# [Short exercise]
According to the forum thread on defining "supertall," which building was the tallest in the Southeast 50 years ago, and how tall was it?

# DEFINE: "SUPERTALL"



## Mr. Fusion (Jul 1, 2006)

To be honest, I had never heard or read the word *"supertall"* before discovering SkyscraperCity. It is a word that is used frequently and carelessly at times here, and obviously has different meanings to different people.

If you had to draw a line in the sand [no pun intended Dubai] what would you consider "supertall" and why?

:grouphug:


----------



## Sinjin P. (Jul 17, 2005)

Hmm, I don't know but I think those are the ones that go beyond 300 meters... Oh well, when many go beyond 300, maybe the standards would change by then.


----------



## Mr. Fusion (Jul 1, 2006)

*& I chose...*

... Burj Dubai is the World's First "Supertall"

Not because I think Dubai's construction boom is the best thing since air conditioning, but that it is the first very tall building in a long time that will not just beat the current record by a small margin, but will _shatter_ Taipei 101's benchmark. To me this huge leap in height is a good place to distinguish the next generation of tall buildings. :yes:

:grouphug:


----------



## SA BOY (Mar 29, 2003)

its always been defined by anything over 300m/1000ft. Anything over 500m needs a new term-maybe ultratall?


----------



## panamaboy9016 (Mar 29, 2006)

*IDK..*

I'll either have to say Burj Dubai as the true Super tallest or say that it has to be over 300m. I voted for the Burj Dubai one though.


----------



## wjfox (Nov 1, 2002)

Supertalls are buildings with a roof height over 300m.

There are people who might think differently, but they're wrong.


----------



## Plasticman (Mar 1, 2006)

Ha! It's all relative based on the city you live in and what period you live in.

For Atlanta today, a supertall is obviously anything over 1,000' since we have one. About 20 years ago a supertall would have been anything over 700' since we had one then too.

50 years ago, the tallest buiding in the SE was the little ole L&C Tower in Nashville at a massive 409'. And yet when I was a little kid and went to the top of it, it DID appear massive because I'd never seen another building that big and it stuck up all alone. So at that time 400' would have been a supertall.

Eventually as more cities cross the 1,000 foot line, then I would venture 1,500 would be the next threshold for a supertall.


----------



## LSyd (Aug 31, 2003)

i picked 350 meters, although IMO, it's properly 335 meters, or 1100 feet...and it needs a significant spire, or in better terms, "awesomeness presence of height."



Mr. Fusion said:


> ... Burj Dubai is the World's First "Supertall"

# [Given records]
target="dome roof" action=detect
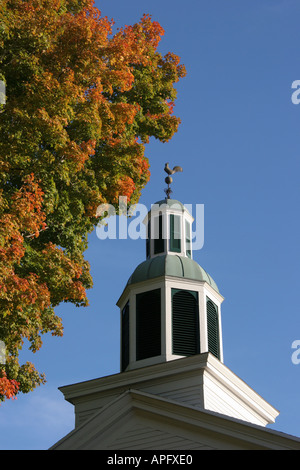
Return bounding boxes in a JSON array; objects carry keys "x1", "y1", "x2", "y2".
[{"x1": 127, "y1": 255, "x2": 219, "y2": 292}]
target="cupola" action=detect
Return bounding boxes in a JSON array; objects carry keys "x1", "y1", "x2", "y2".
[{"x1": 117, "y1": 185, "x2": 223, "y2": 372}]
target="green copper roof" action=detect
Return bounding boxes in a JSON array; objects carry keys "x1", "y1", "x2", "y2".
[{"x1": 127, "y1": 255, "x2": 219, "y2": 292}]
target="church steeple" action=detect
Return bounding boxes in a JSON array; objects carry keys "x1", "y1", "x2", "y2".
[{"x1": 117, "y1": 167, "x2": 223, "y2": 371}]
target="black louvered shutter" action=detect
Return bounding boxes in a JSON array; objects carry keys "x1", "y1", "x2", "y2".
[
  {"x1": 206, "y1": 299, "x2": 220, "y2": 359},
  {"x1": 151, "y1": 214, "x2": 165, "y2": 255},
  {"x1": 172, "y1": 289, "x2": 200, "y2": 356},
  {"x1": 170, "y1": 214, "x2": 181, "y2": 253},
  {"x1": 136, "y1": 289, "x2": 161, "y2": 361},
  {"x1": 121, "y1": 302, "x2": 129, "y2": 372}
]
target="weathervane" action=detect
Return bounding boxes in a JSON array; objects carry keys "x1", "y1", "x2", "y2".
[{"x1": 164, "y1": 162, "x2": 182, "y2": 199}]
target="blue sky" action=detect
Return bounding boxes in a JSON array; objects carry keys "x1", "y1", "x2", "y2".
[{"x1": 0, "y1": 0, "x2": 300, "y2": 449}]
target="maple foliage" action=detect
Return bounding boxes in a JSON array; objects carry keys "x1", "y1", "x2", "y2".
[{"x1": 0, "y1": 0, "x2": 186, "y2": 400}]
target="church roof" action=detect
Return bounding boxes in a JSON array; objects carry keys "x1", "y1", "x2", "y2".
[{"x1": 127, "y1": 254, "x2": 219, "y2": 292}]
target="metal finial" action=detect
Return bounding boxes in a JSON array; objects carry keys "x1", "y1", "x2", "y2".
[{"x1": 164, "y1": 162, "x2": 183, "y2": 199}]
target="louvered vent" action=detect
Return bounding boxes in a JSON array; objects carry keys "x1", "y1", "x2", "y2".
[
  {"x1": 136, "y1": 289, "x2": 161, "y2": 361},
  {"x1": 206, "y1": 299, "x2": 220, "y2": 359},
  {"x1": 121, "y1": 302, "x2": 129, "y2": 372},
  {"x1": 172, "y1": 289, "x2": 200, "y2": 356}
]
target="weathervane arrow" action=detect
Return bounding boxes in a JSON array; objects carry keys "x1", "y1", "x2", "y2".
[{"x1": 164, "y1": 162, "x2": 183, "y2": 199}]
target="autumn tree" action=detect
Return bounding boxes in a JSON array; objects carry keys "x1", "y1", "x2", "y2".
[{"x1": 0, "y1": 0, "x2": 185, "y2": 400}]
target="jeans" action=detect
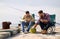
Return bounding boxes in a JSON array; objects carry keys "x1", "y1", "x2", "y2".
[
  {"x1": 39, "y1": 22, "x2": 52, "y2": 30},
  {"x1": 22, "y1": 21, "x2": 35, "y2": 32}
]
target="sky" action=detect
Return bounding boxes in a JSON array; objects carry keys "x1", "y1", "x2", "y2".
[{"x1": 0, "y1": 0, "x2": 60, "y2": 24}]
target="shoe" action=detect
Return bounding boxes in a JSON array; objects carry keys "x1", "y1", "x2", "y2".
[{"x1": 41, "y1": 30, "x2": 47, "y2": 34}]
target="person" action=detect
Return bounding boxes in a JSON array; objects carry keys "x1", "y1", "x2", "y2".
[
  {"x1": 34, "y1": 10, "x2": 50, "y2": 34},
  {"x1": 22, "y1": 11, "x2": 35, "y2": 32}
]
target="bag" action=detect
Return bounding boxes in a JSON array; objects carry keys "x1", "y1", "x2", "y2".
[{"x1": 30, "y1": 28, "x2": 36, "y2": 33}]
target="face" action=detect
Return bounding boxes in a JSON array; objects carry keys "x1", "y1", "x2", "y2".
[{"x1": 38, "y1": 13, "x2": 44, "y2": 17}]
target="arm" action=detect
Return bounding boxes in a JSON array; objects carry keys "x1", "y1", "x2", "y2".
[{"x1": 23, "y1": 15, "x2": 25, "y2": 20}]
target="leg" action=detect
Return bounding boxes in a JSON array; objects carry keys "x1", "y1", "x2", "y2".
[
  {"x1": 27, "y1": 21, "x2": 35, "y2": 32},
  {"x1": 22, "y1": 22, "x2": 26, "y2": 32}
]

# [Output of the exercise]
The L&C Tower in Nashville, at 409 feet.